begin Page extract
The Expert Committee would have a very delicate duty to perform in fixing the cash valuations, and they would constantly be subjected to risks and probabilities of making egregious errors. For instance, if they were to allow $10,000 as the value of the patent for the thread placed in the crease of an envelope to facilitate opening the same, how much ought they to allow for the second patent, that was granted for the little knot that was tied on the end of the thread, so that the finger nail could easily hold the thread?

Then, again, how much ought the committee allow for a simple device like the patent umbrella thimble slide, a single bit of brass tubing that costs a cent and a quarter to make? Probably the committee would think that one thousand dollars would be a most generous allowance, while two hundred thousand dollars -- the limit of the bill -- would, of course, be regarded as a monstrous and dishonest valuation. But the real truth is, the patent for this device is actually worth nearer one million dollars than two hundred thousand. The inventor, Dr. John J. Higgins, of this city, has already received over one hundred thousand dollars cash in royalties for his patents, and probably will receive three times that sum before they expire; while the licensees, the umbrella makers, are supposed to have already realized a million dollars' profits directly or indirectly arising from the control of this little article. Few people have an idea of the extent of the umbrella trade. In this city alone there is scarcely an umbrella manufacturing concern of any account that turns out less than two thousand umbrellas per diem.
end Page extract
begin Dataset content
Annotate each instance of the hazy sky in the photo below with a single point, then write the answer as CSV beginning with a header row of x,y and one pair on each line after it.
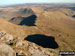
x,y
9,2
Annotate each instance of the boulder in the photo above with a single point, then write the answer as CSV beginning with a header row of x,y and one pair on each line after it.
x,y
6,50
7,37
19,42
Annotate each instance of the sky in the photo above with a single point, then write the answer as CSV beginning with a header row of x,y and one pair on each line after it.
x,y
10,2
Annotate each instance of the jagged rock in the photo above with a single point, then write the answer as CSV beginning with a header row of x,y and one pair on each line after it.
x,y
19,42
7,37
6,50
35,51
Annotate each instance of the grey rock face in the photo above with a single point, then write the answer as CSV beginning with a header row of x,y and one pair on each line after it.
x,y
19,42
6,50
7,37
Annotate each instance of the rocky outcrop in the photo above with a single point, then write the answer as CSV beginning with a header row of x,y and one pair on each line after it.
end Dataset content
- Written exercise: Reproduce verbatim the part of the patent valuation passage above that runs between "The Expert Committee" and "hold the thread?", inclusive.

- Right answer:
The Expert Committee would have a very delicate duty to perform in fixing the cash valuations, and they would constantly be subjected to risks and probabilities of making egregious errors. For instance, if they were to allow $10,000 as the value of the patent for the thread placed in the crease of an envelope to facilitate opening the same, how much ought they to allow for the second patent, that was granted for the little knot that was tied on the end of the thread, so that the finger nail could easily hold the thread?